EXERCISE OBJECTIVE => In the article on the proteasome's role in packing the genome, what kind of cells did the researchers use in their experiments?
TEXT UNDER STUDY: Begin
JBC: A molecular garbage disposal has a role in packing the genome
Researchers from the Korea Institute of Science and Technology have found that the proteasome, an essential protein complex that breaks down proteins in cells, has an unexpected second function: directly regulating the packing of DNA in the nucleus. Their work was published in the Journal of Biological Chemistry.
The proteasome guards euchromatin from heterochromatin invasion.Courtesy OF Journal of Biological Chemistry
The proteasome breaks down proteins that the cell has tagged for degradation in a process called proteolysis. Dysfunction in the proteasome has been observed in diseases of many physiological systems, from the immune, nervous and cardiovascular systems to the whole organism’s aging processes. Increasingly, research suggests that, like a Swiss army knife with hidden tools, the proteasome is able to perform additional functions that don’t involve proteolysis.
DNA is organized in the nucleus in complexes with protein in a form called chromatin. Broadly speaking, loosely packed chromatin, or euchromatin, allows DNA to be transcribed and genes to be expressed, whereas tightly packed heterochromatin prevents gene expression.
In experiments using yeast cells, Hogyu David Seo, a graduate student in Daeyoup Lee’s lab, found that the proteasome could induce heterochromatin to form in some parts of the genome but stop it from spreading to other regions. Surprisingly, the mutations in the proteasome that revealed the proteasome’s effects on chromatin had no effect on proteolysis, meaning that the proteasome affects heterochromatin through an activity other than proteolysis. How it does this is not yet known.
The proteasome “can exert force on proteins and translocate, tilt, bend them,” Seo said. “So I believe the proteasome physically modulates proteins that act as a shield for heterochromatin. That’s how I think it might work.”
TEXT UNDER STUDY: End
INFORMATION GIVEN: Begin
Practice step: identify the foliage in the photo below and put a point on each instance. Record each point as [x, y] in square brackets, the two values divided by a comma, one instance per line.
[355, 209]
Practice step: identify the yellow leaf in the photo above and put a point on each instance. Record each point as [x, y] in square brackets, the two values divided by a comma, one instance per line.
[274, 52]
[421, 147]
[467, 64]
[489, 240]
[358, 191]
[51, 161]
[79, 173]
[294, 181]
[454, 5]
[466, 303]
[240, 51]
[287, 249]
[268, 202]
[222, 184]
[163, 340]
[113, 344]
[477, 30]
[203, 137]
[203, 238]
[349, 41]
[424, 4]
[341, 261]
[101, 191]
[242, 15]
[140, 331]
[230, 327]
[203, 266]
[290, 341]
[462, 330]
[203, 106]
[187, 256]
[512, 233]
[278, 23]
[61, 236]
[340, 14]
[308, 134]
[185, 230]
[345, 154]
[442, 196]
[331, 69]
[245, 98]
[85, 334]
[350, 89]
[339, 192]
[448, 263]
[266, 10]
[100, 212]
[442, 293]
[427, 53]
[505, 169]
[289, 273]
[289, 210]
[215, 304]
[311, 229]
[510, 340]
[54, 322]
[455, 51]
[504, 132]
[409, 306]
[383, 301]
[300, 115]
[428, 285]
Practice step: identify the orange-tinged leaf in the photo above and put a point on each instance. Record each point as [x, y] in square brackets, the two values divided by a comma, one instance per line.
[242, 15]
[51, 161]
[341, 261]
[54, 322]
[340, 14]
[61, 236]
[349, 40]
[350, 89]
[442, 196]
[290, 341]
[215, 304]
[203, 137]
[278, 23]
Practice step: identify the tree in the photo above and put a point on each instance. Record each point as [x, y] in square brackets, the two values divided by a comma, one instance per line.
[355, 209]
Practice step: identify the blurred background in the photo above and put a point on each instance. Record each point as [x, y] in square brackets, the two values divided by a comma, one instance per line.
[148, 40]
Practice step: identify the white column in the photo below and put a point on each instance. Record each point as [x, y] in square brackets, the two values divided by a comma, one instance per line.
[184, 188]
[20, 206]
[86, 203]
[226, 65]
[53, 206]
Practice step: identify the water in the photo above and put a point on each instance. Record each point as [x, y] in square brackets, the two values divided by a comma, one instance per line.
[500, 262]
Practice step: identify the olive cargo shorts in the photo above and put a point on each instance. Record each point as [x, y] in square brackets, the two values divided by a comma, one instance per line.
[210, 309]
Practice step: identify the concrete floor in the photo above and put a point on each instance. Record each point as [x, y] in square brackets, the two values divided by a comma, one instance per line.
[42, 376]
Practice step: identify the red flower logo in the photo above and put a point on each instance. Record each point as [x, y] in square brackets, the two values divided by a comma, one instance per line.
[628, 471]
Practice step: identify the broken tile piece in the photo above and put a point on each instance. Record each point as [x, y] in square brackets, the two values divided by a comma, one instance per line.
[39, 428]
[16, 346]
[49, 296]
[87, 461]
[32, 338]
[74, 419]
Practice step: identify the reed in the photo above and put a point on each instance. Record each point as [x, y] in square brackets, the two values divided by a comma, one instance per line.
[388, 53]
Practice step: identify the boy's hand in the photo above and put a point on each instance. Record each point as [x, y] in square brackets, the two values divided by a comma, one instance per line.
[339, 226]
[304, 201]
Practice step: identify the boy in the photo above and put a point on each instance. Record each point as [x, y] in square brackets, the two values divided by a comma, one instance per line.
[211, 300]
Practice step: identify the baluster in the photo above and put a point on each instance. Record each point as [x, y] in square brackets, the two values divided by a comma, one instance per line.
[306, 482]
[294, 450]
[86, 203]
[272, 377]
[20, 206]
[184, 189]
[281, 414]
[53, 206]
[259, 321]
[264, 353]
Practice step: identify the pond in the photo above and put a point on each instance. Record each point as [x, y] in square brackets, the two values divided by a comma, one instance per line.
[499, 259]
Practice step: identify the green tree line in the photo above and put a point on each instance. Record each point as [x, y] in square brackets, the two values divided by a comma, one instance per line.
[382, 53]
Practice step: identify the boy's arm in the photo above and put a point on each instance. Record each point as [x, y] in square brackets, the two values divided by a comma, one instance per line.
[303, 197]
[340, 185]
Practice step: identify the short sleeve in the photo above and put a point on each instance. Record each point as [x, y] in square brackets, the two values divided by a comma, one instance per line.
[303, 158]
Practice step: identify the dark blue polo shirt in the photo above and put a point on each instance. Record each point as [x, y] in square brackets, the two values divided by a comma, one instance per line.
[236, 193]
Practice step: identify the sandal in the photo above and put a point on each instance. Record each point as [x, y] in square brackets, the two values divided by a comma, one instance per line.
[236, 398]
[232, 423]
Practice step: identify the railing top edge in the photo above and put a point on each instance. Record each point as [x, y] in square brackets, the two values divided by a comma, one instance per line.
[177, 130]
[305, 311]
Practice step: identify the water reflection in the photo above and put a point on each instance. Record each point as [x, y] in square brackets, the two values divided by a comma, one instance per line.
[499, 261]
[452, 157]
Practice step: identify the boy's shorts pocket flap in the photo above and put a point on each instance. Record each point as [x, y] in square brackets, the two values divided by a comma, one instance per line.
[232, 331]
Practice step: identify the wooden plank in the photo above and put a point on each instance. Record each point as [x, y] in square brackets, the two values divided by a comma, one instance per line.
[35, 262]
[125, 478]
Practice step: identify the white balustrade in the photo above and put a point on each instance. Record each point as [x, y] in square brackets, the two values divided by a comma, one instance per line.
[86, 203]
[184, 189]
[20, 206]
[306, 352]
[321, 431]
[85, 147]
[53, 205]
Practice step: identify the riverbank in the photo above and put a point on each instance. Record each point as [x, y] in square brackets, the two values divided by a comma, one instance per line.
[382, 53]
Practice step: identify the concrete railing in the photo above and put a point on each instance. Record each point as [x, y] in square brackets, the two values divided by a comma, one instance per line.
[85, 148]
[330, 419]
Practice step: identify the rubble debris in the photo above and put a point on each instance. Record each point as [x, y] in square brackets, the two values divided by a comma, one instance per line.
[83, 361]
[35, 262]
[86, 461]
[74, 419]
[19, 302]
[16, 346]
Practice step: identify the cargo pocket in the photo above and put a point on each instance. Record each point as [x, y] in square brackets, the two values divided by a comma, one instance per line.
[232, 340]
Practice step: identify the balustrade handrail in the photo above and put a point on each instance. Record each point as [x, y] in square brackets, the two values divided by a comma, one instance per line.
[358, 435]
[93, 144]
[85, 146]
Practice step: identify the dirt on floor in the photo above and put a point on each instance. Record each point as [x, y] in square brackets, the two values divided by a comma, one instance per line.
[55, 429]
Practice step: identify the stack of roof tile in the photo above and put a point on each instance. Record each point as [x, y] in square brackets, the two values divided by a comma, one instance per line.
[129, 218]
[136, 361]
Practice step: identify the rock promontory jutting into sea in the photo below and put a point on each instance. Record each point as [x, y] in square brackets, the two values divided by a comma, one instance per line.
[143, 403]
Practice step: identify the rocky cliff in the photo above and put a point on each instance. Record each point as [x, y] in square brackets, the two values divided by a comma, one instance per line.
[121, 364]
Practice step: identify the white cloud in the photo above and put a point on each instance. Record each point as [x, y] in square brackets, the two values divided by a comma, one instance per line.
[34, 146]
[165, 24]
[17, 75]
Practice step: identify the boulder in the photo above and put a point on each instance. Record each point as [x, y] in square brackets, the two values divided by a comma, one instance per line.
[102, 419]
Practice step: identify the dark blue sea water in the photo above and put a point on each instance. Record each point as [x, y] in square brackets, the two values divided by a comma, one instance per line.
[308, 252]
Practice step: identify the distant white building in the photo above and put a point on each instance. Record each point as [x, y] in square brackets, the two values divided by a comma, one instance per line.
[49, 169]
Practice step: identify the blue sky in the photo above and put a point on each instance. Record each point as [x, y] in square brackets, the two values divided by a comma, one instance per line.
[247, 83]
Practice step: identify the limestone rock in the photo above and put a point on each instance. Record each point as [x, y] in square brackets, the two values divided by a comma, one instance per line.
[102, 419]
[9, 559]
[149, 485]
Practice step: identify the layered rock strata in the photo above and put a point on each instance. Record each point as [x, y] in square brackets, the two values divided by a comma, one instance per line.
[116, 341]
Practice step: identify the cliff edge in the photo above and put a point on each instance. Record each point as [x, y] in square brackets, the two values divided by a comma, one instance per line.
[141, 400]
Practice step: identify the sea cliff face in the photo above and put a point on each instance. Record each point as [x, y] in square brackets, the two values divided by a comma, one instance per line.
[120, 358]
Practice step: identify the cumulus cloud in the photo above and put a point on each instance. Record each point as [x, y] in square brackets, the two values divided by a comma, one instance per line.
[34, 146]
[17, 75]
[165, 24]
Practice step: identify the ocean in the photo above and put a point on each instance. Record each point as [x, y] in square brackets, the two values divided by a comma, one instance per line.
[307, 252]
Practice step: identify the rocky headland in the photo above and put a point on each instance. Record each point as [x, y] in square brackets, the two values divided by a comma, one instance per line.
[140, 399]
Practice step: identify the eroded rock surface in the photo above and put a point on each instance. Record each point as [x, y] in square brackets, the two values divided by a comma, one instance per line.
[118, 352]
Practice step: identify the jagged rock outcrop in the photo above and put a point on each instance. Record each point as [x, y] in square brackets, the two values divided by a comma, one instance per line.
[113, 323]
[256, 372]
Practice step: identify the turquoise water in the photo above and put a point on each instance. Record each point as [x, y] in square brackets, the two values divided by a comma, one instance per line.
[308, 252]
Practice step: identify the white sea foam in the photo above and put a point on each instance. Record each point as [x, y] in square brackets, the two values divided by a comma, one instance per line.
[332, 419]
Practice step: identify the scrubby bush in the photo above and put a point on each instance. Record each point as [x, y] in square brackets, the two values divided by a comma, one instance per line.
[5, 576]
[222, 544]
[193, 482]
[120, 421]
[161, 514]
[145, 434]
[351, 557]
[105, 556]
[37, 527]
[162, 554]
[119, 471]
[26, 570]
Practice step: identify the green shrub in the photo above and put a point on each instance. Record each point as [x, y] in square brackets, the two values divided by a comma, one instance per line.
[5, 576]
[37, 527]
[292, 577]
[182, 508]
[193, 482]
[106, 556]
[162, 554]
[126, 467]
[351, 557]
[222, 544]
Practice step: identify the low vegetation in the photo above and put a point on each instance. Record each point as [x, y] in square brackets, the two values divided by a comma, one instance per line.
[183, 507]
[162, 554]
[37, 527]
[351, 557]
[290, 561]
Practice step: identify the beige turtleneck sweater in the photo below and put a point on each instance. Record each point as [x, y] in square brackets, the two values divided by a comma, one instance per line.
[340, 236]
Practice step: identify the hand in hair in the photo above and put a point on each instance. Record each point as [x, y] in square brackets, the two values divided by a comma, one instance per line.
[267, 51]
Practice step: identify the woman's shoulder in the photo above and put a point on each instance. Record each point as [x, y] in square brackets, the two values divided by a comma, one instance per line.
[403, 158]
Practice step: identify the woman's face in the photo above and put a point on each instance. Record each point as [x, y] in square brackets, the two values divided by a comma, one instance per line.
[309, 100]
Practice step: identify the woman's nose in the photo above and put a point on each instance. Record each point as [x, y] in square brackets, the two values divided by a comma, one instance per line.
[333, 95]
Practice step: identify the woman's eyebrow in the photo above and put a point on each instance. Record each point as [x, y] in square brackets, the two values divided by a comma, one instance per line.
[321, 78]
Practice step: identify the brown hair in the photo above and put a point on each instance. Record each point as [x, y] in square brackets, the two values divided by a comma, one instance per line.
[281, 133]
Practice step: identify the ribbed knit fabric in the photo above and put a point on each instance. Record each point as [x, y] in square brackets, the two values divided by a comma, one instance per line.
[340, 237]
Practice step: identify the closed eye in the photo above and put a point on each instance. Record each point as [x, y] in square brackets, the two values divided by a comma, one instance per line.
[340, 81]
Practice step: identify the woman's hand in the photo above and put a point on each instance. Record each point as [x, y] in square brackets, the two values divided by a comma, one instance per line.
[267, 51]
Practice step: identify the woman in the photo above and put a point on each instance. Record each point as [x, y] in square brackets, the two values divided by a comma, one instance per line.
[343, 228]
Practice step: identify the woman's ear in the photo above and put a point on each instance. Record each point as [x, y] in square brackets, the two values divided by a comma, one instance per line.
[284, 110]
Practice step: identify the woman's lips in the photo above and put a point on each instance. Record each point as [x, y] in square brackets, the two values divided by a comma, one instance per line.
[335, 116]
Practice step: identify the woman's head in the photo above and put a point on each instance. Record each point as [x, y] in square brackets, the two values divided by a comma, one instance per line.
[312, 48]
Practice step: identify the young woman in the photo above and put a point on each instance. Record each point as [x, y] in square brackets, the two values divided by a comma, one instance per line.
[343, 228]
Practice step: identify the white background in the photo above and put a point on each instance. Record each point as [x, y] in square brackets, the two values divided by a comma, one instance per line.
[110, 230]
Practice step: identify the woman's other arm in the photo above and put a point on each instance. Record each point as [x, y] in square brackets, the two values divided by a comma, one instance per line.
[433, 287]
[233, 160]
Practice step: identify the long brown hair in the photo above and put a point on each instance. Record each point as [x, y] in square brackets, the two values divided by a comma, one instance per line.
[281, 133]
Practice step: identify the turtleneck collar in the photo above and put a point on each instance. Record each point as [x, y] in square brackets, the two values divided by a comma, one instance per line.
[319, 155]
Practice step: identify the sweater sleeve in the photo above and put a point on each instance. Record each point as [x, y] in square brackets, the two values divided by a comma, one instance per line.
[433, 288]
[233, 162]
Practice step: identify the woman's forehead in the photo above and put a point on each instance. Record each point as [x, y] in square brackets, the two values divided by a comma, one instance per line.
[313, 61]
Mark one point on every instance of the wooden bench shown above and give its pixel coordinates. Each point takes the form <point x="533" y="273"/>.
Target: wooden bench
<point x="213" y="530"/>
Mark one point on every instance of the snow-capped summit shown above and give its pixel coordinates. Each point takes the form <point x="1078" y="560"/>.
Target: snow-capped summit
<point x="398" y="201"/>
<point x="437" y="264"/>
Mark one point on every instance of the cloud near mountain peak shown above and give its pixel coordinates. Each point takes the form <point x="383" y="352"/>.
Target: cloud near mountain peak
INFORMATION GIVEN: End
TASK RESPONSE => Yeast cells.